(Pointing entries)
****************
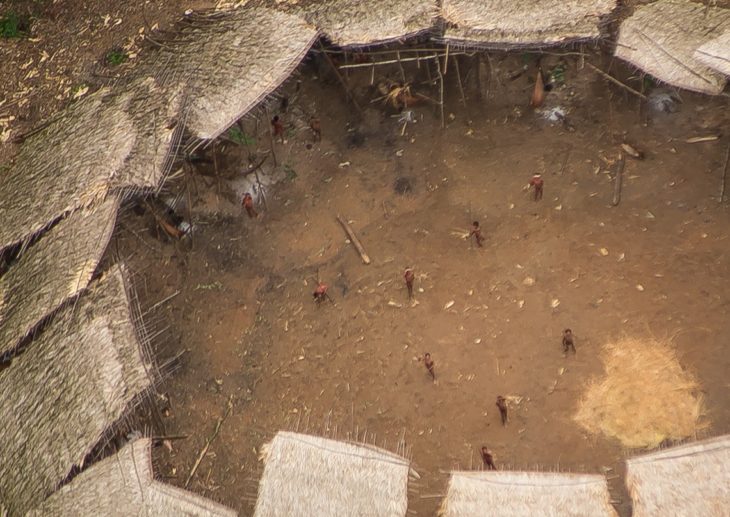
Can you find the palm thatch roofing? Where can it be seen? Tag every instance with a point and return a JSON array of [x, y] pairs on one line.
[[661, 38], [104, 141], [54, 269], [526, 493], [692, 479], [523, 23], [307, 475], [354, 23], [228, 62], [68, 387], [123, 484], [716, 53]]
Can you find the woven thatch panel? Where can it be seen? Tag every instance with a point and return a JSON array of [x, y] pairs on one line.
[[123, 485], [351, 23], [104, 141], [523, 23], [661, 38], [716, 53], [307, 475], [228, 62], [54, 269], [536, 494], [59, 396], [691, 479]]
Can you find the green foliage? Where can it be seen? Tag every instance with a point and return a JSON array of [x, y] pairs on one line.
[[12, 26], [291, 174], [240, 137], [116, 56]]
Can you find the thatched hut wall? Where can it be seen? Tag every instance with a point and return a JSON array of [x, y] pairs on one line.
[[692, 479], [68, 387], [57, 267], [537, 494], [354, 23], [307, 475], [661, 38], [228, 62], [523, 23], [716, 53], [123, 484]]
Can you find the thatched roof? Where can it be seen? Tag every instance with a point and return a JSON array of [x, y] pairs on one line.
[[124, 485], [716, 53], [105, 140], [307, 475], [501, 493], [692, 479], [661, 38], [352, 23], [522, 23], [228, 62], [54, 269], [65, 390]]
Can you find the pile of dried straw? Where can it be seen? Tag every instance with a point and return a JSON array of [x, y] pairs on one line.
[[644, 397]]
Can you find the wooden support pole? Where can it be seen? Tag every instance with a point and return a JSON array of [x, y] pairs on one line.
[[616, 81], [340, 79], [617, 184], [441, 92], [458, 78], [355, 241]]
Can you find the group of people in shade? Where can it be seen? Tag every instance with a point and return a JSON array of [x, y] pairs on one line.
[[320, 293]]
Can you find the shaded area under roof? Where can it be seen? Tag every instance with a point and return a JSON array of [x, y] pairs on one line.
[[537, 494], [57, 267], [692, 479], [307, 475], [661, 38], [65, 390], [123, 484]]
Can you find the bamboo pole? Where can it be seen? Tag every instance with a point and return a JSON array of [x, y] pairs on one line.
[[441, 92], [354, 240]]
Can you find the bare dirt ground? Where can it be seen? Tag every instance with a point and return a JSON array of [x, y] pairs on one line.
[[250, 330]]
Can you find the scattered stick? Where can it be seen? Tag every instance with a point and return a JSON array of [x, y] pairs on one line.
[[616, 81], [210, 440], [617, 185], [724, 175], [355, 241]]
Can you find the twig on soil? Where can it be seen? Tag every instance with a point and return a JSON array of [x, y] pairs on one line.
[[355, 241], [616, 81], [210, 440]]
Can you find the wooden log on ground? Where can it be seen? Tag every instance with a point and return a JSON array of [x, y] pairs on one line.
[[619, 176], [355, 241]]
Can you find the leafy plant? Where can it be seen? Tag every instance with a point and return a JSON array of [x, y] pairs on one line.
[[116, 56], [240, 137], [13, 26]]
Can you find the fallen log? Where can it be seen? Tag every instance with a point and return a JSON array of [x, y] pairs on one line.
[[354, 240]]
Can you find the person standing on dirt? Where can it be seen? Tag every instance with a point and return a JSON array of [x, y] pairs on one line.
[[409, 277], [278, 128], [476, 232], [248, 205], [316, 126], [536, 182]]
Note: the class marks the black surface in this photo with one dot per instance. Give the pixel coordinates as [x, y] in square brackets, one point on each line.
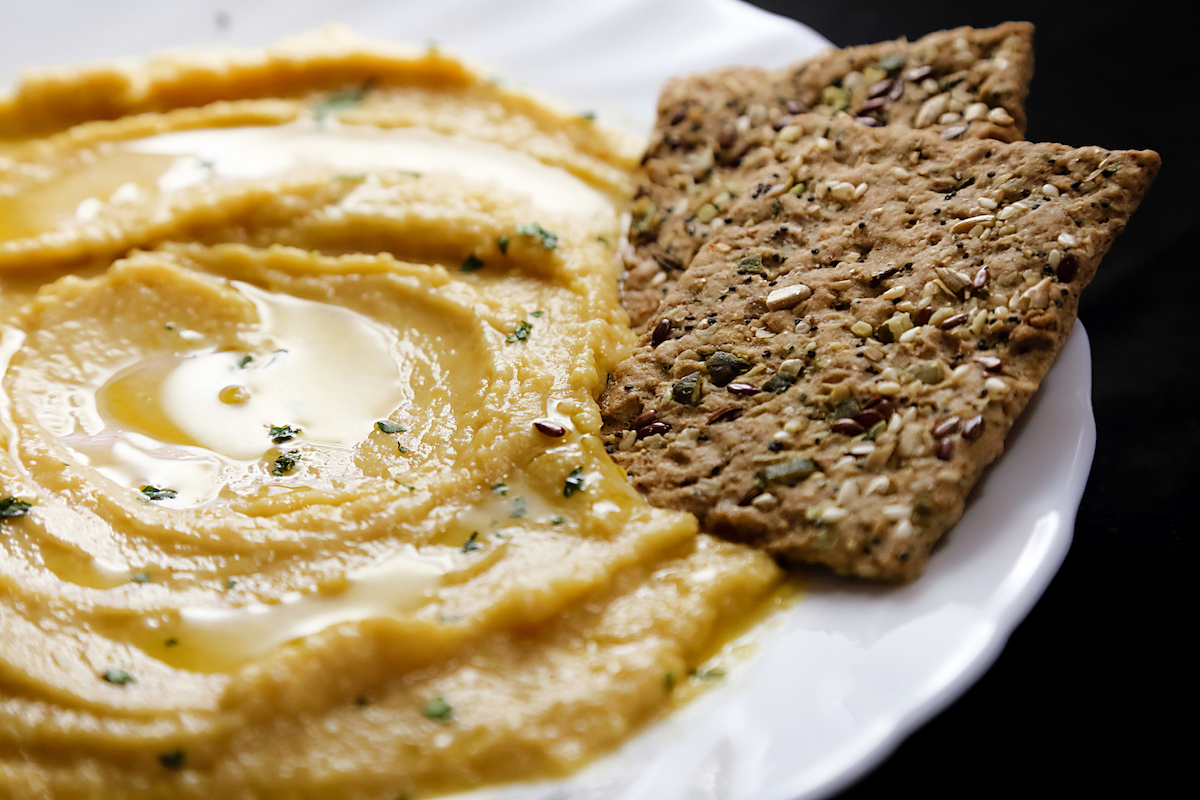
[1093, 695]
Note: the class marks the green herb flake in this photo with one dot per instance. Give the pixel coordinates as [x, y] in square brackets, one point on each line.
[712, 673]
[340, 101]
[520, 509]
[520, 334]
[156, 493]
[751, 264]
[286, 463]
[549, 240]
[281, 433]
[574, 482]
[117, 677]
[438, 709]
[13, 507]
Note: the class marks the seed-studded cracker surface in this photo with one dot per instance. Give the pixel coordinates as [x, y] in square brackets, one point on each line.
[840, 362]
[712, 127]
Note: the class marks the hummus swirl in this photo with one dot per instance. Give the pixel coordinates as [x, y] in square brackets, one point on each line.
[301, 487]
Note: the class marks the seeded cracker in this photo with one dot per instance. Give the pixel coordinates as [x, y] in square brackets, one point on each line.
[840, 364]
[964, 83]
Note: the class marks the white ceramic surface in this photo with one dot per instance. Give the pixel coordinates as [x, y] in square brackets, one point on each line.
[841, 678]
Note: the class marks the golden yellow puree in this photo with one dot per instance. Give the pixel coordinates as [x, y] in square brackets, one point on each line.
[276, 519]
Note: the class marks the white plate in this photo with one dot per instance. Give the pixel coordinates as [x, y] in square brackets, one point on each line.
[853, 668]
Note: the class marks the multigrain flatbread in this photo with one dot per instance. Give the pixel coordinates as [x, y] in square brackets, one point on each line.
[840, 361]
[712, 127]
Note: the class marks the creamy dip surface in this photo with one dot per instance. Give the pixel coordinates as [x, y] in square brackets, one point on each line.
[301, 493]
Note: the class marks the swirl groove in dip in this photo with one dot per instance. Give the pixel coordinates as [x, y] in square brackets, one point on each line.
[300, 355]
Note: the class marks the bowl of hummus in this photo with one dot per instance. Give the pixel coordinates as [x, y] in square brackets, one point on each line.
[301, 487]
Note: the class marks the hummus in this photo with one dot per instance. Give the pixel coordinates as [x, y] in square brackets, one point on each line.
[301, 493]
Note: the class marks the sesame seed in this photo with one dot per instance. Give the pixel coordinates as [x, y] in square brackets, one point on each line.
[995, 386]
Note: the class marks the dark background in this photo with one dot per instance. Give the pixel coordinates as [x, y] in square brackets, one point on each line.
[1093, 695]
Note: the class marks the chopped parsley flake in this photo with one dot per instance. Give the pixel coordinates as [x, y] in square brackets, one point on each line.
[549, 240]
[286, 463]
[117, 677]
[13, 507]
[521, 334]
[519, 509]
[574, 482]
[340, 101]
[438, 709]
[281, 433]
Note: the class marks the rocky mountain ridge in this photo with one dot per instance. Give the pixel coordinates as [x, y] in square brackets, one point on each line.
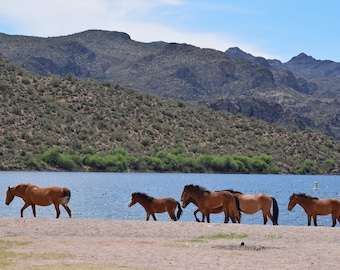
[300, 93]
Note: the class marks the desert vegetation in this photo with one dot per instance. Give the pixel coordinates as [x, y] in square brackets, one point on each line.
[67, 123]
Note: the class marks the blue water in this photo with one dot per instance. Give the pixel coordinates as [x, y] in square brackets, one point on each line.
[105, 195]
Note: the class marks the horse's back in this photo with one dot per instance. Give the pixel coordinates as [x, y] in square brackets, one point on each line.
[162, 205]
[49, 195]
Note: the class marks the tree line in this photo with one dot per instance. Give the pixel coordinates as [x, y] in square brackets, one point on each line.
[119, 160]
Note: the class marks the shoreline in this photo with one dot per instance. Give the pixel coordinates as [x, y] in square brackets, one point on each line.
[169, 245]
****************
• Directive: Write out the entries again, requests included, beginning at the line that has "Can you find the thatched hut" and stopping after the line that has "[[355, 241], [616, 81], [210, 440]]". Shift every coordinate in the answers by -131.

• Written response:
Can you find the thatched hut wall? Where can it be seen? Tag every instance with a point and return a JSON array of [x, y] pairs on one line.
[[561, 348], [-63, 256], [-74, 136], [406, 363], [223, -108], [176, 344], [530, -93], [97, -69], [392, -108], [585, -78], [-8, 353]]
Can you find the thatched roof? Where can it be seen? Tag every instance with a point and return a JSON array of [x, y] pairs on one line.
[[-7, 354], [585, -78], [-26, 9], [176, 344], [370, 362], [561, 348], [530, -93], [221, -108], [391, -108], [97, -69], [-77, 138], [-66, 259]]
Can you find the pile of dried straw? Where can it be seen? Tag every instance with a point and return a JSON array of [x, y] pairs on one line.
[[513, 266]]
Can you find the wooden support pole? Where can it be seen? Tag every instance with a point and return a JSON array of [x, y] pairs on one line.
[[485, -50], [209, -52], [486, 53], [310, -39], [327, -53], [224, 110]]
Can you find the group of people in shade? Where can it be seen? Tag every instance with a point and return a JSON array of [x, y] pairs on one line.
[[189, 162]]
Can you find the shaded area under roof? Where can it be seen? Tag every instance with a point and return a JSON array of [x, y] pairs on one line.
[[406, 363], [-74, 136], [561, 348], [176, 344], [530, -93], [-66, 259], [-8, 353]]
Can you find the bamboo pole? Where can it be seen? Tag every instance with a point and return a JSON array of [x, y] pairs on one line.
[[310, -39], [223, 109]]
Can you find the bare dirt ground? Where can it be seen? Tag every instance with a point and return a JSON array of [x, y] pairs on one line.
[[119, 199]]
Can you find the scattered stick? Where can it be seen? Tag every instance with a point and return a JSON array of [x, y] pairs on one line.
[[485, -50], [79, 309], [486, 54], [593, 44], [224, 110]]
Can you find the twig on soil? Where can it be seen? Tag every instance with a point and return a JSON array of [x, y] pairs on one line.
[[224, 110], [485, -50], [79, 309]]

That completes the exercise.